Unicode in character class sometimes not working
ukolovda opened this issue · 4 comments
ukolovda commented
I've hot very strange bug with unicode symbols in PCRE character classes.
I wrote small test:
func TestUnicodeAndClass(t *testing.T) {
// Simple unicode works
re := MustCompile(`ййй`, 0)
m := re.NewMatcherString(`ййй`, 0)
if !m.Matches {
t.Error("Failed to find any matches")
}
// But with char class not working...
re = MustCompile(`й[й]й`, 0)
m = re.NewMatcherString(`ййй`, 0)
if !m.Matches {
t.Error("Failed to find any matches")
}
}
(see https://github.com/ukolovda/go-pcre/tree/unicode-class-bug )
When I remove first or last symbol from the pattern, it works.
ukolovda commented
If I set flag UTF8, it works:
func TestUnicodeAndClass(t *testing.T) {
re := MustCompile(`ййй`, 0)

• Data section:
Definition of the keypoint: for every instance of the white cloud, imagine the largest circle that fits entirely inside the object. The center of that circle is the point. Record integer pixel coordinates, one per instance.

• Requirement A: Translate this sentence from the issue thread on Unicode in PCRE character classes into Spanish: "When I remove first or last symbol from the pattern, it works."
• Requirement B: Write the next part of the issue thread on Unicode in PCRE character classes, starting after its final line.

• Task response A: Cuando elimino el primer o el último símbolo del patrón, funciona.

• Task response B:
m := re.NewMatcherString(`ййй`, 0)
if !m.Matches {
t.Error("Failed to find any matches")
}
const PCRE_CONFIG_UTF8 int = 0x800
re = MustCompile(`й[й]й`, PCRE_CONFIG_UTF8)
m = re.NewMatcherString(`ййй`, 0)
if !m.Matches {
t.Error("Failed to find any matches")
}
}
I try make PR for this constant in the library.
ukolovda commented
The alternative is change pattern and use CompileParse
function:
re = MustCompileParse(`(?u)й[й]й`)
ukolovda commented
Flag UTF8 already exist, sorry:
re = MustCompile(`й[й]й`, UTF8)
working too.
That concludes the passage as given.